> [Work instruction] Every line of the entries below that carries the string "running" should be copied.

Natural-language object grounding data
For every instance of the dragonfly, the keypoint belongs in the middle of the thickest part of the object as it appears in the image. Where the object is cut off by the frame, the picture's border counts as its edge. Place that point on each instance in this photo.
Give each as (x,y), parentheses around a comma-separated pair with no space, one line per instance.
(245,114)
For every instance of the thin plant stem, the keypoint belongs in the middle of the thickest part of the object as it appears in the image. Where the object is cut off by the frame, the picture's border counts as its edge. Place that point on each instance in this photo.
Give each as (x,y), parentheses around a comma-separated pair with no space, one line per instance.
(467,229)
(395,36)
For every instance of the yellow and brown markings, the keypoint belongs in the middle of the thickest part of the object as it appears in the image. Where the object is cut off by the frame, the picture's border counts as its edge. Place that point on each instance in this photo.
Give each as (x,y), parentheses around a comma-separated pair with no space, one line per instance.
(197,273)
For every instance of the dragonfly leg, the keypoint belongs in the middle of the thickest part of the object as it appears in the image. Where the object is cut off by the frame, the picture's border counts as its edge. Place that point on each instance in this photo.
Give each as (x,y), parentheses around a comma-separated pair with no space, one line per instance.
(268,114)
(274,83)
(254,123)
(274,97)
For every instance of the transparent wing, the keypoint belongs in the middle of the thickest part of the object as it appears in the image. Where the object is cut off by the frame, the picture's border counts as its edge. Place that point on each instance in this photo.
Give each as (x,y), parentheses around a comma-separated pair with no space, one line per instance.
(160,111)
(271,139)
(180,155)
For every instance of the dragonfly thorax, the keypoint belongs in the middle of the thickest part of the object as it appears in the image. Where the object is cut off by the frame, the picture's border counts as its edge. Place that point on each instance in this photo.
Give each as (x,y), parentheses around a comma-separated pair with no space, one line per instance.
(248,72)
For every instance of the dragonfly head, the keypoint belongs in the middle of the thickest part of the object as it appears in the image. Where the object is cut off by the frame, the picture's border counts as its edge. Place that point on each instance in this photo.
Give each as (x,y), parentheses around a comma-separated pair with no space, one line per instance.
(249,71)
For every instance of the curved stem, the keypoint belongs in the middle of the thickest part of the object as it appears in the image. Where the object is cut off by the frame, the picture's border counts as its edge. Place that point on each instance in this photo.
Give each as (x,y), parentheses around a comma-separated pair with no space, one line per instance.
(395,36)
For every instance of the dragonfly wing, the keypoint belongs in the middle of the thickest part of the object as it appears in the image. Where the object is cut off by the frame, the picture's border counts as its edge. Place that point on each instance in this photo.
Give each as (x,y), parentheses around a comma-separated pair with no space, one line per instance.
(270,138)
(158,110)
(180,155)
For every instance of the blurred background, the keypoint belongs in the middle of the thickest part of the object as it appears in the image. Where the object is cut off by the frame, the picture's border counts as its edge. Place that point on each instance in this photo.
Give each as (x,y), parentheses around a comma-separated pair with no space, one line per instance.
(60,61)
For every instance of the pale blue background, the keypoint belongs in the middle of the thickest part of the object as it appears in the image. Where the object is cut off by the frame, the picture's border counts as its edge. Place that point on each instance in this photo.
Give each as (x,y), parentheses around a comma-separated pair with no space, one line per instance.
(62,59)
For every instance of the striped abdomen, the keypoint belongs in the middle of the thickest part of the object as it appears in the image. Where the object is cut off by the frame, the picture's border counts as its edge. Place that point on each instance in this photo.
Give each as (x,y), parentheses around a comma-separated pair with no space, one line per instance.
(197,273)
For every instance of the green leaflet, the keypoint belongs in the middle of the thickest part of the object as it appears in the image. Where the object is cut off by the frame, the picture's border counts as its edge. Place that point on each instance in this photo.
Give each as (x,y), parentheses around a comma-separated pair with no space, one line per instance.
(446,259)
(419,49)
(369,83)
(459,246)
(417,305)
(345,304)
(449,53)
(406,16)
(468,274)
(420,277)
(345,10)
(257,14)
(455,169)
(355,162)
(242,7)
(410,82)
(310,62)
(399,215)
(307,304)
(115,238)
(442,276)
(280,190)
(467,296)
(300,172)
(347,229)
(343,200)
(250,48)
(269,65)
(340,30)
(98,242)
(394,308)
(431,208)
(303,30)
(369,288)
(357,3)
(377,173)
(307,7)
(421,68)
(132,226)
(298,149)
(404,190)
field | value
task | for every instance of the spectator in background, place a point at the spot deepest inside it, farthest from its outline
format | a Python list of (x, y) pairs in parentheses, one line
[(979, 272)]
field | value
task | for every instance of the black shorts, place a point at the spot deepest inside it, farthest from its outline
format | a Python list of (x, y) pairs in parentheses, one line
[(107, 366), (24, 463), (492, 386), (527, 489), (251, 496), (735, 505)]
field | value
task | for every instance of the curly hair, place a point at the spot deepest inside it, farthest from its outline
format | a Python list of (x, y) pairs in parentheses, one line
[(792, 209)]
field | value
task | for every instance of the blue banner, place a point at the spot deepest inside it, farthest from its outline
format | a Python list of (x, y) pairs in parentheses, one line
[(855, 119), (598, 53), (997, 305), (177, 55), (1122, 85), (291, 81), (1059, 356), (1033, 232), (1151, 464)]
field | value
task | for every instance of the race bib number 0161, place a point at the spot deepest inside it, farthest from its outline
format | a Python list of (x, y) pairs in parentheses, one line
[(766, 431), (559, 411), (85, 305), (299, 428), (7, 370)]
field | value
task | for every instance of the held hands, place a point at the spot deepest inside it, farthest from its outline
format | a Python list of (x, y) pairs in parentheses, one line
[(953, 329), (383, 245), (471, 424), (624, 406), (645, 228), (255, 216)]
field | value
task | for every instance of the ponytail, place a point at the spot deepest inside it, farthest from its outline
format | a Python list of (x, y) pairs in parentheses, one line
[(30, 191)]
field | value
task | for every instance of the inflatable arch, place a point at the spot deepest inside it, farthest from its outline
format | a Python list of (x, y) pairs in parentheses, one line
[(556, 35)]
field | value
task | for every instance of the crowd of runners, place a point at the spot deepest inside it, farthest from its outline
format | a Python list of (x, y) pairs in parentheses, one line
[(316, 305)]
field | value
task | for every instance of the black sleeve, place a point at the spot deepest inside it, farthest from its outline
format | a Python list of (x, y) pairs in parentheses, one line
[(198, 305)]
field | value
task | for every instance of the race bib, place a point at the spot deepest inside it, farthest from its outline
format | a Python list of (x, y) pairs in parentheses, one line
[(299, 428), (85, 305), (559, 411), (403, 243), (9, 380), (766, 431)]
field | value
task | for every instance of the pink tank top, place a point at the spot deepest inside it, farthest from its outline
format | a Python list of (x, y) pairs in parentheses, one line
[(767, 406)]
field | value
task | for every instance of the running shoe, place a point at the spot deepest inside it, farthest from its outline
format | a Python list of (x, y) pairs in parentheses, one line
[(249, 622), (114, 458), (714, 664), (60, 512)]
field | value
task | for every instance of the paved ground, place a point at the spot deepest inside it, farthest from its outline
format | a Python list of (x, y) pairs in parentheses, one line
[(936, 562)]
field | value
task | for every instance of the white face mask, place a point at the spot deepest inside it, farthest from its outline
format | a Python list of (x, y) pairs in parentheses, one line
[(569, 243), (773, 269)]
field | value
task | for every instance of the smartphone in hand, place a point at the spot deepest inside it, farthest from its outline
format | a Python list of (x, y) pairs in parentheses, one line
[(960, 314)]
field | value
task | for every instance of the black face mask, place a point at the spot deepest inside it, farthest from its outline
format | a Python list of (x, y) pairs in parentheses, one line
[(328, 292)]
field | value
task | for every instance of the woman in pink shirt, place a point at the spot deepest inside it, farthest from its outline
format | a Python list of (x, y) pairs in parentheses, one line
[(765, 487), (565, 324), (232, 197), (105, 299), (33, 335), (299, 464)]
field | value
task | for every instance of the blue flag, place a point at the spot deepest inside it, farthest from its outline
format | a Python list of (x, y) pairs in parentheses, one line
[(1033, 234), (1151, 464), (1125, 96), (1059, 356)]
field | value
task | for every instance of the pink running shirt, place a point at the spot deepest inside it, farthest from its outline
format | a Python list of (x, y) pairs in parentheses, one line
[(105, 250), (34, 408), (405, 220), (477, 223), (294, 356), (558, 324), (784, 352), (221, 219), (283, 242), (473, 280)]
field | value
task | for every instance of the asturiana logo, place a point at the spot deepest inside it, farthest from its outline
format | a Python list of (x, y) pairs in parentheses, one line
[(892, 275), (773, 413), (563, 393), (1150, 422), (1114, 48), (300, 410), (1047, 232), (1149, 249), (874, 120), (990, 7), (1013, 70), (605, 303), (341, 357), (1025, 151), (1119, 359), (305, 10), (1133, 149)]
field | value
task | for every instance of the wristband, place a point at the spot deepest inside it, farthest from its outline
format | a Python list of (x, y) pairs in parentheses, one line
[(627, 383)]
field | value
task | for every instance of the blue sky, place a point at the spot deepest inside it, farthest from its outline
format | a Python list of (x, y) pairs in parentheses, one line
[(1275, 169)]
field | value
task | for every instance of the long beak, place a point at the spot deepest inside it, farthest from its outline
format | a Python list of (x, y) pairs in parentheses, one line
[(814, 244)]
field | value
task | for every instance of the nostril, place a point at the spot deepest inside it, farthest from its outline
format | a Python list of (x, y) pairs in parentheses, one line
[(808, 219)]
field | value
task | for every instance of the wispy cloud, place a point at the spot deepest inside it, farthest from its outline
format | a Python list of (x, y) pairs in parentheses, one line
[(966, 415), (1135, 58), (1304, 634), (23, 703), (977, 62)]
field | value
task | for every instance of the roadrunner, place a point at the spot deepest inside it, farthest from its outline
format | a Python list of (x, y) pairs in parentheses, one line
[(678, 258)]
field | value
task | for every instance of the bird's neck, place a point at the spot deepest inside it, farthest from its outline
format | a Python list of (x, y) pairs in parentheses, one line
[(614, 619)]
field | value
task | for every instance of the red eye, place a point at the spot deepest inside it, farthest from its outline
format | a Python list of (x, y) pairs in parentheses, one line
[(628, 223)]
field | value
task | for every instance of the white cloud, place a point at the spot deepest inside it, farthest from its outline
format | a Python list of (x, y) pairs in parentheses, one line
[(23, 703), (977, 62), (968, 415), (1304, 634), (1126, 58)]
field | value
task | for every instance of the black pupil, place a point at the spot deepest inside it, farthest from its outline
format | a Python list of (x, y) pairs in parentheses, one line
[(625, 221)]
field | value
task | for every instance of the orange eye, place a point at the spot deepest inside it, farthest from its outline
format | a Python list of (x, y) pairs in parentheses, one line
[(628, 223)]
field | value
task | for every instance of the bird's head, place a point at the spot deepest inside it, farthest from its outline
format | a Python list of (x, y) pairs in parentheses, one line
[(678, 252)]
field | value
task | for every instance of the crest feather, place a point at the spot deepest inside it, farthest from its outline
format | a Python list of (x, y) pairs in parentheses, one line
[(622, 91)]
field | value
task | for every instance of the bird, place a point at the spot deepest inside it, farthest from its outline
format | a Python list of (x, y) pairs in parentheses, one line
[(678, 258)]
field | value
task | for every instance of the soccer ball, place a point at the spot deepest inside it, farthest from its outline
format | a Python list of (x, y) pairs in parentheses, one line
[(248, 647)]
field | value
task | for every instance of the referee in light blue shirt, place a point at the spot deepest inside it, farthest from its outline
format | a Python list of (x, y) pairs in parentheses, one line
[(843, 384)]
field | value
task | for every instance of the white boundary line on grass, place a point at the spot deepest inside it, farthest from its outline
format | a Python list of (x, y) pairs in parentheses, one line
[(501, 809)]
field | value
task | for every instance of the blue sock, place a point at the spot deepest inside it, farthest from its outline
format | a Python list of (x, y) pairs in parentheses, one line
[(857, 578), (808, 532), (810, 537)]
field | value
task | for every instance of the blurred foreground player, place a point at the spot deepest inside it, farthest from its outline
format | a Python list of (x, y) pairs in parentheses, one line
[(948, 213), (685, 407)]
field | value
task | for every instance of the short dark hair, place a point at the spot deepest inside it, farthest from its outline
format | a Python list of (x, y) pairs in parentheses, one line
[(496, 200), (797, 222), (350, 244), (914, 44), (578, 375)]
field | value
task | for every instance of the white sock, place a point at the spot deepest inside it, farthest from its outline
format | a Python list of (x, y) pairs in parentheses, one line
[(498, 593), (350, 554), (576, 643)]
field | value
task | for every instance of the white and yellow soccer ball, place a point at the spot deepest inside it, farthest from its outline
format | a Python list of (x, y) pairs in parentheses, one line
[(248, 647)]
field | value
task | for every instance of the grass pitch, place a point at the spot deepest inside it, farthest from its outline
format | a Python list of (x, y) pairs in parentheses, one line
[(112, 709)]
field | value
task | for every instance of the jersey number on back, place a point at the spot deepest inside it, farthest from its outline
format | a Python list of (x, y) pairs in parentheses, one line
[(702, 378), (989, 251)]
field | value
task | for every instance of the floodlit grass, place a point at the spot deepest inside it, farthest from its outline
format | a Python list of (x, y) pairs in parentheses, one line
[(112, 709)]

> [Exercise answer]
task | for every instance of the running shoe, place a point at the spot deepest inside it, farthest from its outline
task | for every instance of the pink running shirt, place a point at the spot deepest inside it, farthest from its outline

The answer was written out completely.